_WHAT THE EXERCISE ASKS_
Write out again only the lines that run from the start of the entries to the line containing "## Quickstart", both included.
---
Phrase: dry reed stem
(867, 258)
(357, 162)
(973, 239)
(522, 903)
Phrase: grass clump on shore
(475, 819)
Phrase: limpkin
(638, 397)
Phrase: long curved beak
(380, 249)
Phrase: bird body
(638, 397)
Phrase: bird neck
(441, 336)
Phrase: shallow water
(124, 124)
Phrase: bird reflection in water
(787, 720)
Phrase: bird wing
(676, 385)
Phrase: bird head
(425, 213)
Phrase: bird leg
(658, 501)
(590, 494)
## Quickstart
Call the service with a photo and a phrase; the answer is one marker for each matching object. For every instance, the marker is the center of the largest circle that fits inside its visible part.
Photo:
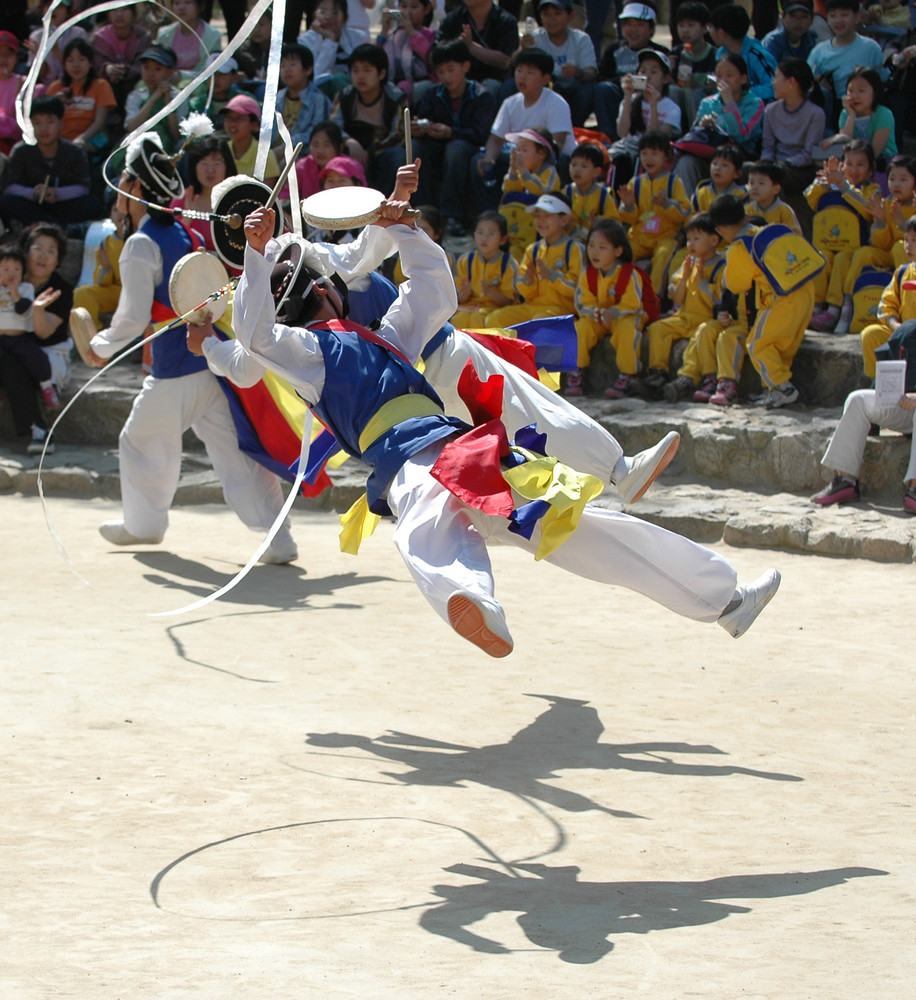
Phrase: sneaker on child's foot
(754, 597)
(726, 393)
(840, 490)
(50, 397)
(707, 389)
(626, 385)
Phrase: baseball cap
(160, 54)
(639, 12)
(244, 104)
(550, 203)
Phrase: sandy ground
(314, 788)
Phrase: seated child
(531, 173)
(550, 268)
(783, 312)
(696, 293)
(407, 40)
(486, 277)
(325, 143)
(590, 199)
(648, 109)
(764, 185)
(654, 206)
(16, 298)
(840, 197)
(609, 301)
(897, 306)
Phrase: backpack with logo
(786, 258)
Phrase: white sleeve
(141, 270)
(291, 352)
(230, 360)
(428, 297)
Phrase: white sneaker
(479, 624)
(281, 550)
(117, 534)
(644, 468)
(754, 598)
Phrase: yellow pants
(777, 334)
(626, 339)
(97, 299)
(664, 332)
(660, 251)
(873, 337)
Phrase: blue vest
(360, 377)
(171, 357)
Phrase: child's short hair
(655, 140)
(769, 169)
(798, 70)
(374, 55)
(873, 79)
(589, 151)
(861, 146)
(293, 50)
(616, 235)
(47, 106)
(731, 18)
(727, 210)
(454, 50)
(535, 57)
(731, 153)
(501, 221)
(702, 222)
(691, 11)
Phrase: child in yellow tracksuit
(781, 319)
(840, 197)
(654, 206)
(531, 173)
(549, 270)
(609, 301)
(898, 303)
(764, 186)
(589, 198)
(486, 277)
(696, 291)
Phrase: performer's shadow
(564, 737)
(575, 919)
(266, 586)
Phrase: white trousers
(847, 446)
(150, 455)
(443, 543)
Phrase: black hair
(47, 106)
(873, 79)
(616, 234)
(85, 49)
(454, 50)
(655, 140)
(50, 229)
(293, 50)
(374, 55)
(535, 57)
(727, 210)
(204, 148)
(861, 146)
(701, 222)
(691, 11)
(769, 168)
(589, 151)
(731, 18)
(798, 70)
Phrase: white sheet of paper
(890, 379)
---
_RESULT FOR THIS EXERCISE_
Phrase: dry reed stem
(867, 258)
(357, 162)
(973, 239)
(522, 903)
Phrase: grass clump on shore
(475, 819)
Phrase: limpkin
(638, 397)
Phrase: long curved beak
(380, 249)
Phrase: bird body
(638, 397)
Phrase: bird neck
(441, 336)
Phrase: shallow water
(124, 124)
Phrase: bird reflection in water
(787, 720)
Phrase: bird wing
(676, 385)
Phrase: bird head
(425, 213)
Phrase: bird leg
(658, 501)
(590, 494)
## Quickstart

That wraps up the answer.